Pour une démocratie mondiale participative à divers niveaux

Article paru à l’origine dans The Federalist Debate, Turin, puis dans le numéro 186 de « Fédéchoses »

, par Giampiero Bordino

Pour une démocratie mondiale participative à divers niveaux
Drapeau fédéraliste. Domaine public

Les défis posés par l’absence d’un gouvernement mondial, les crises socio-économique, culturelle, environnementale, culturelle et institutionnelle qui en découlent ainsi que les réponses qu’il est possible de leur apporter sont l’objet principal de ce volume [La rivoluzione globale per un nuovo umanesimo. Le vie d’uscita dalle emergenze planetarie, ndlr du Taurillon]. Orazio Parisotto est un spécialiste des sciences humaines avec une longue expérience des ONG et des institutions européennes.

L’horizon de l’ouvrage est la construction d’un nouvel humanisme impliquant des « opérateurs de paix » sur tous les continents, pour parvenir à une « révolution globale et pacifique comme Gandhi a su la faire en Inde ». Puisque nous sommes tous sur le « même vaisseau de la planète Terre », ou bien nous serons capables de construire une « nouvelle maison commune » en rendant à la politique et aux institutions leur tâche de régler les problèmes qui concernent tous les humains, que ce soit la paix ou l’environnement, ou bien l’humanité sombrera dans le chaos, la barbarie, l’autodestruction. Un tel objectif est-il irréalisable, un rêve ? L’auteur se réfère à un témoin crédible, Nelson Mandela, qui a remporté pour son propre pays un défi qui paraissait impossible : « Qu’est-ce qu’un gagnant sinon un rêveur qui n’a jamais baissé les bras ? »

Comment s’y prendre pour affronter les défis de la mondialisation et construire une nouvelle maison commune ? Le livre de Parisotto regorge d’idées, d’intuitions et de suggestions pratiques. On peut partir de l’enseignement et l’information, deux thèmes auxquels l’auteur accorde à juste titre une grande importance. Comme disait Albert Einstein – souvent cité dans l’ouvrage – « si l’humanité veut survivre, nous avons réellement besoin d’une nouvelle façon de penser ».

L’auteur plaide pour un modèle éducatif interculturel et interreligieux fondé sur une éthique commune : « Ne fais pas aux autre ce que tu ne voudrais pas qu’on te fasse » étant, selon l’auteur, un principe commun à toutes les religions. Il avance l’idée d’une charte universelle des devoirs fondamentaux qui sous-tendrait cette nouvelle éthique.

------------------------

Consigne de travail: Poursuivez le texte ci-dessus sur la démocratie mondiale participative en reprenant après sa dernière phrase.

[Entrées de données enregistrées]

------------------------

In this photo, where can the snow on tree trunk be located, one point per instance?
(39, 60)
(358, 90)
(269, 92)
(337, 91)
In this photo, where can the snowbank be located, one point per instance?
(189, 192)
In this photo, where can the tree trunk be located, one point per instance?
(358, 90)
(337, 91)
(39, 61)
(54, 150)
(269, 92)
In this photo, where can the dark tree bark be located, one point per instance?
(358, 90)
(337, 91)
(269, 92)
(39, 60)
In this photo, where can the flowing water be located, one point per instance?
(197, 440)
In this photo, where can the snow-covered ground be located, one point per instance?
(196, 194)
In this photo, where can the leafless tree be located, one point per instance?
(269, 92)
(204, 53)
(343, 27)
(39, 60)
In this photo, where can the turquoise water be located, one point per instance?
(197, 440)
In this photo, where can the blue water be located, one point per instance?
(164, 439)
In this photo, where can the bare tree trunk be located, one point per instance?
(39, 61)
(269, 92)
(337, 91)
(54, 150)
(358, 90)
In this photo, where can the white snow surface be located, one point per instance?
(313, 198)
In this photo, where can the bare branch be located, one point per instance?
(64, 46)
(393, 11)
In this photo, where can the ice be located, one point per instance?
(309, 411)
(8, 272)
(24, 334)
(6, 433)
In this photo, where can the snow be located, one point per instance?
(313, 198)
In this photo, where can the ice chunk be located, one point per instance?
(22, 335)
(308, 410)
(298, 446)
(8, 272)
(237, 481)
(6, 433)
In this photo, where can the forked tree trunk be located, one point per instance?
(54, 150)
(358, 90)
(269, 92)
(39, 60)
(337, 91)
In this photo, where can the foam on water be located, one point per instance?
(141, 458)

------------------------

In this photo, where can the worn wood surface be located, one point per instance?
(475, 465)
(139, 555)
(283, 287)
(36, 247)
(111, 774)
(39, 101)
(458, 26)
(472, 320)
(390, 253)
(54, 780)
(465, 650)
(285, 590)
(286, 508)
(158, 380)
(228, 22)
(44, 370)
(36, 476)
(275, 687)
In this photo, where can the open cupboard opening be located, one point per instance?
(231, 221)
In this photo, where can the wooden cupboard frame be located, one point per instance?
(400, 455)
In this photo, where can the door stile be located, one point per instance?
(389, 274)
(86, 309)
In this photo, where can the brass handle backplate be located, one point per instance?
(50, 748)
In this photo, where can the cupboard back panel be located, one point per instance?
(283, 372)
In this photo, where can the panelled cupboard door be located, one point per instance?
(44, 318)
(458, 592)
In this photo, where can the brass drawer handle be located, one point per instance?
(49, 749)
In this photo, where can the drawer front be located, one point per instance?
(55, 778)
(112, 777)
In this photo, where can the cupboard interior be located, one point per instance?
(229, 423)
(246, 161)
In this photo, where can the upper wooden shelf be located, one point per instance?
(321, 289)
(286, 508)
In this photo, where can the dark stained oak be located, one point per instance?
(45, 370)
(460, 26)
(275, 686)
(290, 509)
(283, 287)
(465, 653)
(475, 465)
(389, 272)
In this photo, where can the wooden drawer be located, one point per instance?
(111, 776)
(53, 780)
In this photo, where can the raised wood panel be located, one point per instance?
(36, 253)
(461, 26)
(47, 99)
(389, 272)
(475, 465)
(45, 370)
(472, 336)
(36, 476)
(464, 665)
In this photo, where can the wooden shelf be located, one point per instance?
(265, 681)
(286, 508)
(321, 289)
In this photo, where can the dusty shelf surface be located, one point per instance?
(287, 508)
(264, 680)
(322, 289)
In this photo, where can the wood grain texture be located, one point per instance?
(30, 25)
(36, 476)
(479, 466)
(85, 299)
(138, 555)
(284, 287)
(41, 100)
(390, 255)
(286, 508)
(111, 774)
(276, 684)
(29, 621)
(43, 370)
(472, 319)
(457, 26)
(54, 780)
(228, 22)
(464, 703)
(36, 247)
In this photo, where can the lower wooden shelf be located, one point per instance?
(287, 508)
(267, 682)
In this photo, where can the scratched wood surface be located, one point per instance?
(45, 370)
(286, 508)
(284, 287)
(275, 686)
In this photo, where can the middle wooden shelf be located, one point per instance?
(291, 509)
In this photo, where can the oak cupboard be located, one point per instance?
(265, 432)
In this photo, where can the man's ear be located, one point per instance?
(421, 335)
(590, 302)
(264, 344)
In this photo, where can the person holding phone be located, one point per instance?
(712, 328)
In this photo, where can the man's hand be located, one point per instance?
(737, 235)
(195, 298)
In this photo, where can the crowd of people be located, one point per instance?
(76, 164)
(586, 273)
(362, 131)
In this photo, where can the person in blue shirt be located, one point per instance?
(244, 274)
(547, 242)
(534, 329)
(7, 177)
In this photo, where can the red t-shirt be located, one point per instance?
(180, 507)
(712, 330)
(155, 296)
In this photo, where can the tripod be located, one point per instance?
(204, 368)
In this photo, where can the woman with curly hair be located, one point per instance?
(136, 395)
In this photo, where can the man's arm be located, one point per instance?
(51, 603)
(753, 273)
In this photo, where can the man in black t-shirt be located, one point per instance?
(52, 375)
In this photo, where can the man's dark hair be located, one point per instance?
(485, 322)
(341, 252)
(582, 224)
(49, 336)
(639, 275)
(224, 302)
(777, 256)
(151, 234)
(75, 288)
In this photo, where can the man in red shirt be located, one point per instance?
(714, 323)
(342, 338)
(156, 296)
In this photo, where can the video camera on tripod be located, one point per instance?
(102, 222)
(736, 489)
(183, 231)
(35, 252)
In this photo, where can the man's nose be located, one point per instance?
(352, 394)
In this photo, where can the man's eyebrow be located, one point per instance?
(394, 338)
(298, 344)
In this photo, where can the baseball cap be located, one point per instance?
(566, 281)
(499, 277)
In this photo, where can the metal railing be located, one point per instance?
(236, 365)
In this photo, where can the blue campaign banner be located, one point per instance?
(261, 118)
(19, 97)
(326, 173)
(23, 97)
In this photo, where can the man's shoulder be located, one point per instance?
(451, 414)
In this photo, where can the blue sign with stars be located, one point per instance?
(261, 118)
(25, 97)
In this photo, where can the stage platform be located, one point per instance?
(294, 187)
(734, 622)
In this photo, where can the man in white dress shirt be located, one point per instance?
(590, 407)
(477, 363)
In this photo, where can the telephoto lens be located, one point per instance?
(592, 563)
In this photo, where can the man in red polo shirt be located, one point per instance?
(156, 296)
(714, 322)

------------------------

Réponse proposée:
Le modèle éducatif proposé est fondé explicitement sur une perception holiste du monde, allant au-delà de la vision mécaniste typique de l’Occident (le livre de Fritjof Capra, The Tao of Physics, est cité). Ce modèle comporte trois dimensions interdépendantes : psycho-physique, environnementale et civique. Dans ce contexte, la question de l’information se pose. Celle-ci est menacée actuellement, en particulier par les fake news sur internet ; des procédures doivent être instaurées pour garantir la fiabilité de l’information, « un défi essentiel pour notre avenir ».

Le deuxième sujet majeur du livre est environnemental et socio-économique. Le modèle néolibéral qui domine depuis des décennies, basé sur l’exploitation incontrôlée des ressources naturelles et du travail humain a failli. En 2018, lors du Sommet de Davos, les leaders mondiaux ont finalement reconnu que les inégalités avaient atteint un niveau insupportable : les 1% les plus riches possèdent autant de richesse que les 99% restants ! À l’origine de ce phénomène se trouve l’impuissance des institutions et des politiques à contrôler les capitaux et les marchés. Ces derniers sont désormais transnationaux tandis que les autorités politiques demeurent nationales. L’économiste Joseph Stiglitz a bien décrit les conséquences de cet état de fait sur la fiscalité dans un passage coté par Parisotto : « Dans une situation où le capital peut se déplacer librement d’un endroit à l’autre, si l’on tente de taxer davantage le capital, celui-ci se déplace immédiatement vers un autre endroit. Ainsi, alors que les inégalités se sont accrues, en particulier au cours des trois dernières décennies, la capacité de redistribuer les revenus à travers la taxation du capital a-t-elle été grandement réduite ».

Plus largement, au-delà du problème grandissant des inégalités, l’impuissance des politiques et des institutions est évidente au regard de l’urgence environnementale. La pénurie d’eau, la pollution des sols et de l’air, la démographie, et même certaines technologies nouvelles (voir les manipulations génétiques) sont autant de menaces qui pèsent sur la terre et ses habitants. On n’y fera face qu’en réformant radicalement l’architecture de la gouvernementalité mondiale, c’est-à-dire en dépassant la souveraineté nationale pour instaurer une véritable souveraineté mondiale. À défaut, la perspective d’autodestruction peut devenir rapidement réalité.

La voie à suivre, qui peut prendre pour guide la pensée fédéraliste, consiste dans la construction d’institutions supranationales au niveau continental et au niveau mondial. Ce n’est pas fortuit si l’auteur s’intéresse particulièrement à la réforme de l’ONU et défend le projet d’une autorité globale « pour le IIIe millénaire » ainsi que l’idée d’une taxe Tobin globale pour la financer. L’auteur consacre une large place à la politique d’unification de l’Europe, laquelle « bien qu’inachevée, représente la plus grande initiative d’unification pacifique d’un continent jamais entreprise jusqu’ici ».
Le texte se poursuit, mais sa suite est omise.